- **WHAT IS REQUIRED**
Say the number of lines holding the word "baseboard" in the data, and leave out everything else.

- **DATA FOR THIS EXERCISE**
-*-*-

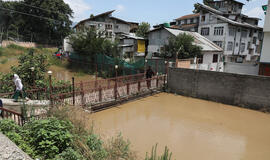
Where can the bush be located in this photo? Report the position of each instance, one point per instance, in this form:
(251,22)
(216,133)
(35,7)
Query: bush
(15,133)
(95,145)
(7,126)
(69,154)
(50,137)
(165,156)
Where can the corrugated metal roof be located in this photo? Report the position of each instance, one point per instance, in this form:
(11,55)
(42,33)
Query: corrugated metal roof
(199,40)
(189,16)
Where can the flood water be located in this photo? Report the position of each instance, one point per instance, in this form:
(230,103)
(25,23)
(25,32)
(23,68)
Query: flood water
(192,129)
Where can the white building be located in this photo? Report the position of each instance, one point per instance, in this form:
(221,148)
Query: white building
(188,22)
(238,35)
(133,47)
(265,57)
(105,22)
(212,53)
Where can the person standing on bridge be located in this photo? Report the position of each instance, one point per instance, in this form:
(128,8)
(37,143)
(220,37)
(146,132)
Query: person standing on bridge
(149,74)
(19,89)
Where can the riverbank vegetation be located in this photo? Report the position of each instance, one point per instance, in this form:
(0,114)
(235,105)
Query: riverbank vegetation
(64,135)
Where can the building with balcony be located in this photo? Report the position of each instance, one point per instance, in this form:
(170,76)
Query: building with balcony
(188,22)
(239,35)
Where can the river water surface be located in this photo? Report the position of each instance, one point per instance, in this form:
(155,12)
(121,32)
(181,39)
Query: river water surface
(192,129)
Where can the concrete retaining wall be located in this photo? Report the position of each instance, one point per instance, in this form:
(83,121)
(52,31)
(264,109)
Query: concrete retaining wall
(234,89)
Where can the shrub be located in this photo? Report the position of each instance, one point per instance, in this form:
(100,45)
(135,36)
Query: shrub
(165,156)
(50,137)
(15,133)
(69,154)
(95,145)
(7,126)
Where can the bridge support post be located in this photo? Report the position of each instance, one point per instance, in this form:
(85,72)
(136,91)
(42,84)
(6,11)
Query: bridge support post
(73,91)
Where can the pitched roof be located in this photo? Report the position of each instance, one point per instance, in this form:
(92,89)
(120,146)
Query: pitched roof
(188,25)
(220,14)
(237,23)
(188,16)
(223,0)
(91,18)
(199,40)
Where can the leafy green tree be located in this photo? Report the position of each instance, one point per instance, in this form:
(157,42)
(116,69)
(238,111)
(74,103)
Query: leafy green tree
(27,61)
(144,27)
(91,42)
(197,8)
(181,45)
(50,25)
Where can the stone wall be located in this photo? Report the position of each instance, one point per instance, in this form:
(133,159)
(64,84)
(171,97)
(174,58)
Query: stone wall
(234,89)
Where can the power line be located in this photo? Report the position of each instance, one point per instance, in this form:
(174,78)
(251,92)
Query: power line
(10,10)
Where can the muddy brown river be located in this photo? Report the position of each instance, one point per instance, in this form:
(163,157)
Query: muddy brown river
(192,129)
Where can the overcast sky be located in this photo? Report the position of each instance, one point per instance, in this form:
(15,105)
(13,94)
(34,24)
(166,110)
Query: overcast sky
(152,11)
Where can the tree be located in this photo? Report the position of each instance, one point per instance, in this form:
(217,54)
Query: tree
(197,8)
(46,22)
(143,28)
(91,42)
(181,45)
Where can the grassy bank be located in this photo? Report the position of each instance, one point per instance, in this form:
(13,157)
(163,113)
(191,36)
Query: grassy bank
(61,69)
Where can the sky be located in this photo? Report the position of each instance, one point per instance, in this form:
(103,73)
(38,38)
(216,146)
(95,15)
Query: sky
(151,11)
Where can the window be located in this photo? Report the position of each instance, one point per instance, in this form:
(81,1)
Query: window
(218,31)
(230,46)
(244,33)
(243,47)
(257,49)
(205,31)
(203,18)
(248,46)
(200,59)
(218,43)
(232,31)
(215,58)
(260,36)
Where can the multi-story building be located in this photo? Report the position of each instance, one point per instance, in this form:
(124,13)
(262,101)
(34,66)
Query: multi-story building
(106,23)
(265,57)
(188,22)
(239,35)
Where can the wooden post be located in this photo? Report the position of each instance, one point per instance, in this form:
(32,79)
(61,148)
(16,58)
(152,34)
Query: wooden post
(156,66)
(100,94)
(139,86)
(115,89)
(73,91)
(157,81)
(50,81)
(127,88)
(82,94)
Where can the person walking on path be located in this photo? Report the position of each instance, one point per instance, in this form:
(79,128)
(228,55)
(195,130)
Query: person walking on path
(149,74)
(19,89)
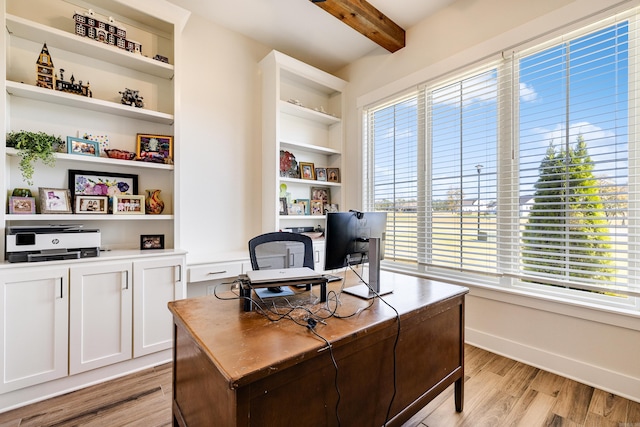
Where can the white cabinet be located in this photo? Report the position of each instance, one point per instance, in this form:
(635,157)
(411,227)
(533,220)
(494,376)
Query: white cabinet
(155,283)
(71,318)
(301,108)
(109,70)
(100,315)
(33,326)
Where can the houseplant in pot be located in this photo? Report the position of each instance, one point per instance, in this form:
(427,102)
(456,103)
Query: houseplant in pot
(32,146)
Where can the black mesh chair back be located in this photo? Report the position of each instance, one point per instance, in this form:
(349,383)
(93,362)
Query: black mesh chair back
(280,250)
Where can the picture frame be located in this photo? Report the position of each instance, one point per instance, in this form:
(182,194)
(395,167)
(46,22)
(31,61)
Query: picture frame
(321,174)
(151,241)
(321,193)
(128,204)
(19,205)
(306,204)
(284,208)
(333,174)
(91,204)
(296,209)
(101,183)
(317,207)
(54,200)
(154,148)
(331,208)
(83,147)
(307,171)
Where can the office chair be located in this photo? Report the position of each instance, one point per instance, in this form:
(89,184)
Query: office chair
(281,250)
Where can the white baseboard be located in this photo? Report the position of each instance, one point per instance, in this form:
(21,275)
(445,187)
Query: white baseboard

-*-*-

- **REPLY TO THE EXERCISE**
2